Skip to content
Fighting an Infodemic: COVID-19 Fake News Dataset

Fighting an Infodemic: COVID-19 Fake News Dataset

Authors: Parth Patwa, Shivam Sharma, Srinivas PYKL, Vineeth Guptha, Gitanjali Kumari, Md Shad Akhtar, Asif Ekbal, Amitava Das, Tanmoy Chakraborty

Venue: Springer (FIRE 2020) — DOI

TL;DR

The authors present a manually annotated dataset of 10,700 COVID-19 related posts and articles (52% real, 48% fake) collected from social media and fact-checking websites. They benchmark four machine learning baselines (Decision Tree, Logistic Regression, SVM, Gradient Boost), achieving 93.32% F1-score with SVM, and release both the dataset and code publicly.

Contributions

  • Dataset: 10,700 manually verified posts/articles labeled as real or fake COVID-19 content
  • Data collection methodology: Real news sourced from verified Twitter handles (WHO, CDC, ICMR); fake news from fact-checking websites (PolitiFact, Snopes, NewsChecker, Boomlive)

**Using the information:**
A - Rewrite the stretch of the COVID-19 fake news dataset summary from "The authors present" through "Snopes, NewsChecker, Boomlive)", switching "SVM" to "Support Vector Machine".
B - In the COVID-19 fake news dataset summary, which baseline reached a 93.32% F1-score?
C - Write the next part of the COVID-19 fake news dataset summary, picking up after its final line.
You won't need the records that come next.

**Entries taken from a collection:**

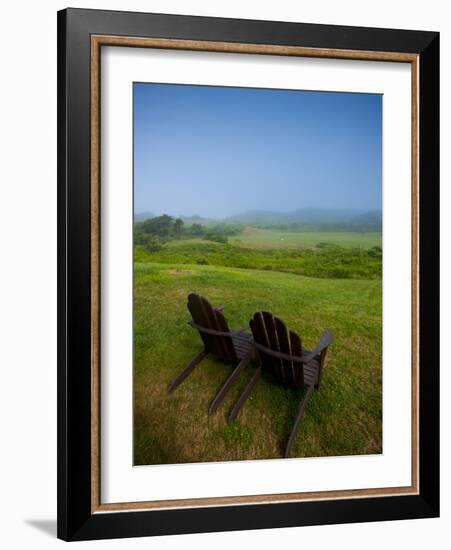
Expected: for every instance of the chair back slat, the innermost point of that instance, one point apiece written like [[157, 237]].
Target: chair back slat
[[296, 350], [271, 332], [205, 315], [284, 347], [272, 338]]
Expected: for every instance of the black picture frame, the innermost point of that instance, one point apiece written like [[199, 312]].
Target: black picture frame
[[75, 518]]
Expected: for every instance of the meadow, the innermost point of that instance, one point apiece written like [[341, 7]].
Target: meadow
[[313, 281]]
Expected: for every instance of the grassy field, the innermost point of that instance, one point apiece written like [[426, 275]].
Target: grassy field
[[266, 238], [343, 417], [325, 260]]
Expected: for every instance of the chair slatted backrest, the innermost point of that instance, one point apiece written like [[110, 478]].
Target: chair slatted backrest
[[206, 316], [271, 332]]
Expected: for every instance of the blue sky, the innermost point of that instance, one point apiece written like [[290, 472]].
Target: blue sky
[[216, 151]]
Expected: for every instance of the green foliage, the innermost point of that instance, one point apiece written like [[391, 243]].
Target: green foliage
[[343, 418], [324, 261], [235, 435]]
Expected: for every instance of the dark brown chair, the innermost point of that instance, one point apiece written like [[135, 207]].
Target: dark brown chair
[[280, 352], [228, 345]]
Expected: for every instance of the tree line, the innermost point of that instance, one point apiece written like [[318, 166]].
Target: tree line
[[153, 233]]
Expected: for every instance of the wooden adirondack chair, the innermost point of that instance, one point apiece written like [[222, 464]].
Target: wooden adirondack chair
[[229, 345], [280, 352]]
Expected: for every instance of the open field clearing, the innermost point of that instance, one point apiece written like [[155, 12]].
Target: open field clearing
[[271, 238]]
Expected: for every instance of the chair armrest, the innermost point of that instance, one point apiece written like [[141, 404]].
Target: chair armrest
[[326, 339]]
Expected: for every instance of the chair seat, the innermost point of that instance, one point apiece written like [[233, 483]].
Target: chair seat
[[242, 342]]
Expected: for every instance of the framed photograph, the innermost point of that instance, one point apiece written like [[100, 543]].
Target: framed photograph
[[248, 274]]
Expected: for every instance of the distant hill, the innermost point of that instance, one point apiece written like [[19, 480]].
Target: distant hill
[[142, 216], [303, 219]]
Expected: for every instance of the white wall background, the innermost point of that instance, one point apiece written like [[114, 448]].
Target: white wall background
[[28, 271]]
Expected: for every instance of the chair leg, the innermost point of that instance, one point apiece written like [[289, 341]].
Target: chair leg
[[229, 382], [297, 422], [187, 371], [243, 397]]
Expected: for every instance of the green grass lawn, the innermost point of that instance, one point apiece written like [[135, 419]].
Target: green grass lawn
[[268, 238], [343, 417]]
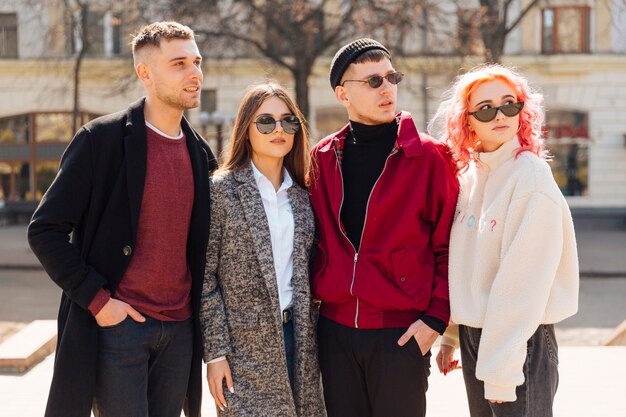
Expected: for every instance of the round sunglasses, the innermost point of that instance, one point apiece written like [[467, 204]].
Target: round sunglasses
[[267, 124], [488, 114], [376, 81]]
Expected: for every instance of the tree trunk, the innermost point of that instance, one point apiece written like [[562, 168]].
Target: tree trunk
[[301, 78], [84, 9]]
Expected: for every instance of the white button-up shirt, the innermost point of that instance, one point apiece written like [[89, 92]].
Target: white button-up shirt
[[280, 220]]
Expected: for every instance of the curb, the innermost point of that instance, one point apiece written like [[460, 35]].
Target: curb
[[28, 347]]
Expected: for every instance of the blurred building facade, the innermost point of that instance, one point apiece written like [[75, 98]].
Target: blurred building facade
[[573, 50]]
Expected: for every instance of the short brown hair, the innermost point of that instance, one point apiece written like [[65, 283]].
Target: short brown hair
[[151, 35]]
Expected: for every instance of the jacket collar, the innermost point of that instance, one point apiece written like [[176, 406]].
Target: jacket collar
[[408, 137], [136, 148]]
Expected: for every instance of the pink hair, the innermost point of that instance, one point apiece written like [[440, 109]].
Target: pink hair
[[451, 122]]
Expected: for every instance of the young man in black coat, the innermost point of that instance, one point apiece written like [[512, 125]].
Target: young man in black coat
[[123, 231]]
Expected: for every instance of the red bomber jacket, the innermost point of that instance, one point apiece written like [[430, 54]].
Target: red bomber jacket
[[401, 270]]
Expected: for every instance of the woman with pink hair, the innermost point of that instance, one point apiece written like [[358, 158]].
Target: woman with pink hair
[[513, 266]]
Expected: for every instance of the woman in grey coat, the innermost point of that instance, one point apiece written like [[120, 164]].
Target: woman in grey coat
[[257, 315]]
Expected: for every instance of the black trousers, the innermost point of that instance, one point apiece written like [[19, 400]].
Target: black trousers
[[366, 374]]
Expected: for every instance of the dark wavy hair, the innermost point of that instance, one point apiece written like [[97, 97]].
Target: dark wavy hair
[[240, 150]]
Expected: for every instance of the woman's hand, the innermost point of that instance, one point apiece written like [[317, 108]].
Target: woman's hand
[[216, 372], [445, 359]]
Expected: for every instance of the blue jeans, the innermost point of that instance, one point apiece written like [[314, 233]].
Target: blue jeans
[[143, 368], [541, 376]]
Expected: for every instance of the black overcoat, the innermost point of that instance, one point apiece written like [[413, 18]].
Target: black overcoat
[[84, 232]]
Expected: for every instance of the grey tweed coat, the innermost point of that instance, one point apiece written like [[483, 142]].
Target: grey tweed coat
[[240, 311]]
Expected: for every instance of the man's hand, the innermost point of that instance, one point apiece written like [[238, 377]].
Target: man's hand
[[424, 335], [114, 311], [445, 360], [216, 372]]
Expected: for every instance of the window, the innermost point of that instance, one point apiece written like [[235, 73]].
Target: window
[[14, 130], [8, 35], [565, 30], [104, 33], [467, 31], [54, 127], [567, 141]]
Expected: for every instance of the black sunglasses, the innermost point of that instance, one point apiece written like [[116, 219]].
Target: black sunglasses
[[267, 124], [376, 81], [488, 114]]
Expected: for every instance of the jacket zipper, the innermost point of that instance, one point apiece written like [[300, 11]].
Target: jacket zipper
[[356, 254]]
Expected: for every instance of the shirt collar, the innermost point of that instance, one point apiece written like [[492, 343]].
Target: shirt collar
[[259, 177]]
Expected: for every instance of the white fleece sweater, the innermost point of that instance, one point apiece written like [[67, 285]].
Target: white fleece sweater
[[513, 261]]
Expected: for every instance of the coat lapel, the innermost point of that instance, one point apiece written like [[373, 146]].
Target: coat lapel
[[256, 219], [136, 148]]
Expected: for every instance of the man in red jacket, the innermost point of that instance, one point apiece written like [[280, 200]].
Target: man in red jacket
[[384, 197]]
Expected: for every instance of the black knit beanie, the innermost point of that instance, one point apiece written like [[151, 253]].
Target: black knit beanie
[[348, 54]]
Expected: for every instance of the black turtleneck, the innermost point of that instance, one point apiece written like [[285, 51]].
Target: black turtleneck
[[364, 154]]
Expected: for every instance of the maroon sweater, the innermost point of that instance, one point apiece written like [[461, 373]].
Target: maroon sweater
[[158, 282]]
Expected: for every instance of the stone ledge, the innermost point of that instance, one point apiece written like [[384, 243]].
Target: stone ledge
[[28, 347], [618, 337]]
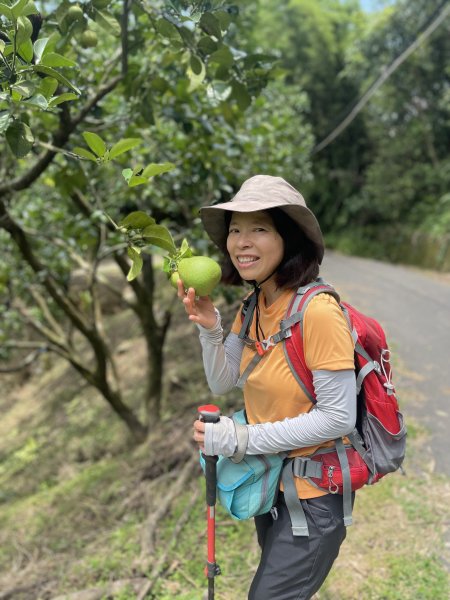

**Responses for each task:**
A -
The authors present a manually annotated dataset of 10,700 COVID-19 related posts and articles (52% real, 48% fake) collected from social media and fact-checking websites. They benchmark four machine learning baselines (Decision Tree, Logistic Regression, Support Vector Machine, Gradient Boost), achieving 93.32% F1-score with Support Vector Machine, and release both the dataset and code publicly.

Contributions

  • Dataset: 10,700 manually verified posts/articles labeled as real or fake COVID-19 content
  • Data collection methodology: Real news sourced from verified Twitter handles (WHO, CDC, ICMR); fake news from fact-checking websites (PolitiFact, Snopes, NewsChecker, Boomlive)

B - SVM

C -
  • Benchmark evaluation: Four ML baselines with comprehensive results across train/validation/test splits
  • Public release: Code and data available on GitHub with reproducible experiments

Dataset

The dataset contains 5,600 real and 5,100 fake samples split 60% train / 20% validation / 20% test, maintaining class balance across splits. Real news comes from 14 verified sources (government health agencies, news outlets, medical institutions). Fake news is manually verified against fact-checking websites to ensure label accuracy. The authors perform dataset statistics showing real news is longer (avg 31.97 words vs 21.65 for fake), with vocabulary overlap between classes. Only English textual content is included.

Methods

The authors use standard preprocessing (removing links, non-alphanumeric characters, stopwords) and TF-IDF feature extraction. Classification experiments employ: - Logistic Regression (LR) - Support Vector Machine (SVM) with linear kernel - Decision Tree (DT) - Gradient Boosting (GDBT)

All models implemented using scikit-learn and tested on a balanced dataset.

Results

SVM achieves the best test F1-score of 93.32%, closely followed by Logistic Regression (91.96%). Decision Tree and Gradient Boost report significantly lower F1-scores (85.39% and 86.96% respectively). Performance is consistent between validation and test sets, indicating similar distributions. Precision and recall are balanced across models.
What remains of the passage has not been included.